**PROVIDED DATA:**
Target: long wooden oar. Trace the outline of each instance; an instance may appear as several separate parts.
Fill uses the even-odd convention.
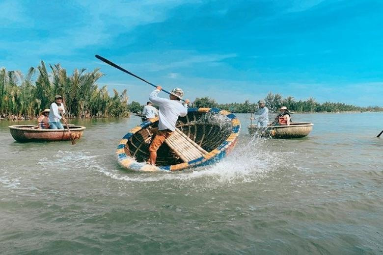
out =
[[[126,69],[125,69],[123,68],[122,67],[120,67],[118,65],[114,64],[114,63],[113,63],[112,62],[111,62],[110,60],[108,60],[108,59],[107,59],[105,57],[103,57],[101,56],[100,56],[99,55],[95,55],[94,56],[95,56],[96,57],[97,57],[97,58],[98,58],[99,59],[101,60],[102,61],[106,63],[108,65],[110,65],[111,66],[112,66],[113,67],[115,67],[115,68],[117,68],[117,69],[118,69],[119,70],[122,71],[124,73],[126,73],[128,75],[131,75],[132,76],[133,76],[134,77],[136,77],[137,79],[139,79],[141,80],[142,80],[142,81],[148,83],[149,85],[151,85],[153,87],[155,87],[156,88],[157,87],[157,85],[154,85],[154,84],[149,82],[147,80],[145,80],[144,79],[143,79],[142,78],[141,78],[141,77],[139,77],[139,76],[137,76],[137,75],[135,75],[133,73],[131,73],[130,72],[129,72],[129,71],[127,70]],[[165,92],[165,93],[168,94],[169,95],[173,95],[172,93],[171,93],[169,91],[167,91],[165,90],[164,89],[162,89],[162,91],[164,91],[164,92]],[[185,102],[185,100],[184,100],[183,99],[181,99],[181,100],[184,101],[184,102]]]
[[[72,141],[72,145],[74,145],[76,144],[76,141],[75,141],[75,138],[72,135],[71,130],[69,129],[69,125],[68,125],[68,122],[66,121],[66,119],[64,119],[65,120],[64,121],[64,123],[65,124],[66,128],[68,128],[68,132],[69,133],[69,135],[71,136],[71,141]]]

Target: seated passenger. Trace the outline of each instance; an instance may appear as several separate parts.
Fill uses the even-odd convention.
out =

**WRITTEN EXERCISE:**
Could you lay out every line of the rows above as a numbered list, skipping the blank lines and leaving out the pictures?

**COMPLETED EXERCISE:**
1. Target: long wooden oar. Trace the outline of each instance; an instance may appear as several separate parts.
2. Fill uses the even-odd convention.
3. out =
4. [[[126,69],[125,69],[123,68],[122,67],[120,67],[118,65],[114,64],[114,63],[113,63],[112,62],[111,62],[110,60],[108,60],[108,59],[107,59],[105,57],[103,57],[101,56],[100,56],[99,55],[95,55],[94,56],[95,56],[96,57],[97,57],[97,58],[98,58],[99,59],[101,60],[102,61],[106,63],[108,65],[110,65],[111,66],[112,66],[113,67],[115,67],[115,68],[117,68],[117,69],[118,69],[119,70],[122,71],[124,73],[126,73],[128,75],[131,75],[132,76],[133,76],[134,77],[136,77],[137,79],[139,79],[141,80],[142,80],[142,81],[148,83],[149,85],[151,85],[153,87],[155,87],[156,88],[157,87],[157,85],[154,85],[154,84],[149,82],[147,80],[145,80],[144,79],[143,79],[142,78],[141,78],[141,77],[139,77],[139,76],[137,76],[137,75],[135,75],[133,73],[131,73],[130,72],[129,72],[129,71],[127,70]],[[165,92],[165,93],[168,94],[169,95],[173,95],[172,93],[171,93],[169,91],[167,91],[165,90],[164,89],[162,89],[162,91],[164,91],[164,92]],[[185,102],[185,100],[184,100],[183,99],[181,99],[181,100],[184,101],[184,102]]]
5. [[[72,141],[72,145],[74,145],[76,144],[76,141],[75,141],[75,138],[72,135],[71,130],[69,129],[69,125],[68,125],[68,122],[66,121],[66,119],[64,119],[65,120],[64,121],[64,123],[65,124],[66,128],[68,128],[68,132],[69,133],[69,135],[71,136],[71,141]]]
6. Target: seated passenger. Trace the outline of each instance; an instance may appear as several separate parts.
7. Fill uses the even-odd convention.
8. out =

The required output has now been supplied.